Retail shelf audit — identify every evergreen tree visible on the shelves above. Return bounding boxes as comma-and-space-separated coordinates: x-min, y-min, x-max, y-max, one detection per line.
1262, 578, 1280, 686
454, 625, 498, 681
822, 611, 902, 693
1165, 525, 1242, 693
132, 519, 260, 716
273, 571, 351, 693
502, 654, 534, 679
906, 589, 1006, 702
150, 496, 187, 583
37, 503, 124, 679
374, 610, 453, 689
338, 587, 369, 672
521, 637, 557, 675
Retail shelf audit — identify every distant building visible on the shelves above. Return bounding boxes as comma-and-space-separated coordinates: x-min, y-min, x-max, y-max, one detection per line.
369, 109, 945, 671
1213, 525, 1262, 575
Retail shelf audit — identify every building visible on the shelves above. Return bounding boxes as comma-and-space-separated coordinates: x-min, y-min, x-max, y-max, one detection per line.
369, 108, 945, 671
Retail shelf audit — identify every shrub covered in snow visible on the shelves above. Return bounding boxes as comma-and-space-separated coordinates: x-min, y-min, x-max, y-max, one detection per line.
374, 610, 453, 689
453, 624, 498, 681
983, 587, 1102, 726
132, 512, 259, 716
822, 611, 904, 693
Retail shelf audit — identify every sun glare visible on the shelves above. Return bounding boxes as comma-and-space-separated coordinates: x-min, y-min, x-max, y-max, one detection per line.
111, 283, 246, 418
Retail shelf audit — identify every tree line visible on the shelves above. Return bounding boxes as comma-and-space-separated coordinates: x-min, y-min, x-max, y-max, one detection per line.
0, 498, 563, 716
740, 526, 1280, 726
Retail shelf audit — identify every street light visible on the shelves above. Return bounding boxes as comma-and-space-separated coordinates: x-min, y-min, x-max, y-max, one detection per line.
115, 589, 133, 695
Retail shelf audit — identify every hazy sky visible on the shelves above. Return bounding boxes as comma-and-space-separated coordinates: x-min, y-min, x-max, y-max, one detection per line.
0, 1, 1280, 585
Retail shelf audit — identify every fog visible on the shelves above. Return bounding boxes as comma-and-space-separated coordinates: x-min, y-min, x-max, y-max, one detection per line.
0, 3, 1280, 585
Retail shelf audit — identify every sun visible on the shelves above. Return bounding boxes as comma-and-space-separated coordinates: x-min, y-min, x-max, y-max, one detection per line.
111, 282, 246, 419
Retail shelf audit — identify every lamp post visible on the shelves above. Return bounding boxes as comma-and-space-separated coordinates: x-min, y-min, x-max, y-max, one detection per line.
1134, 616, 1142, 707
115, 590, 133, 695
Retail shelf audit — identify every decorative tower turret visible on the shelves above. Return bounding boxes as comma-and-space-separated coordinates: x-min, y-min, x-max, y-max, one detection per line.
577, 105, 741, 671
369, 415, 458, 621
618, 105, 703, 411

######

#### Task details:
Print all of the records above word for word, from the first line through the final line of coordinates, keeping every line and its order unchanged.

#### Result:
Retail shelf audit — identify every evergreen tree visible on the shelves above. Return bounding boxes as comma-and-space-separated coordinates: x-min, y-min, x-max, y-max, one detection per line.
1262, 578, 1280, 686
454, 625, 498, 681
822, 611, 902, 693
1165, 525, 1242, 693
132, 519, 260, 716
273, 571, 351, 693
502, 654, 534, 679
906, 589, 1006, 702
150, 496, 187, 583
37, 503, 124, 679
374, 610, 453, 689
338, 587, 369, 672
521, 637, 557, 675
Retail shelf audit — identify every distant building visible on the shelves above. Return bounding boxes as comma-and-space-separated coordinates: x-min, y-min, x-max, y-max, one detection per line.
369, 109, 945, 671
1213, 525, 1262, 575
Retail shelf audit — identify every building visible on the shelves above. Return bounding boxes as comma-and-space-separated coordinates: x-min, y-min, x-max, y-max, one detection per line.
369, 108, 945, 671
Retail shelf audit — identify every shrub covered in snow visible on the shelves above. Return bounding boxes as comma-and-space-separated coordinates: x-min, y-min, x-max, y-max, one detection per line.
374, 610, 453, 689
453, 624, 498, 681
983, 587, 1102, 726
132, 512, 259, 716
822, 611, 904, 693
Retail shelf audit — identify every sun glare visible on the shelves above. Return bounding boxes as comma-and-space-separated coordinates: x-min, y-min, x-max, y-max, one detection per line.
111, 283, 246, 418
Retail shelf audit — identify every tree line visible on the shelves above. Return bounding boxes as comma-and-space-separated coordinates: x-min, y-min, x-max, y-max, one detection per line.
0, 498, 563, 716
740, 526, 1280, 726
Retail shelf audit — identify every street light visible on the shelves above. Return bounding boxes as comma-and-space-separated coordinates: x-min, y-min, x-max, y-max, one detection per line.
115, 589, 133, 695
Retail shelf audit — identify every hazy sky visible on the shelves above. Return bounding boxes as comma-and-space-separated coordinates: x-min, y-min, x-max, y-max, one detection per line.
0, 1, 1280, 585
Retail shelf audit — identify every fog visible on the shelves above. Return bounding boxes as comma-and-space-separated coordinates: x-min, y-min, x-max, y-max, one detection per line.
0, 3, 1280, 585
Retail shelf audit — identify every sun visible on the shelves above. Return bounding boxes as comma-and-space-separated coordinates: x-min, y-min, x-max, y-max, one detection per line.
111, 282, 246, 419
Retail shelf audit — identify every lamp post visible on the shelves above. Return bounding boxes as comma-and-space-separated coordinates: x-min, y-min, x-max, y-max, one detection per line.
1134, 616, 1142, 707
115, 590, 133, 695
Retail shelf audit — identify every decorative tower turret visible on the shelves above. Return bounding boxes as comma-and-space-separated coordinates: x-min, y-min, x-max, y-max, one detection per line.
577, 105, 741, 671
369, 415, 458, 621
618, 105, 703, 411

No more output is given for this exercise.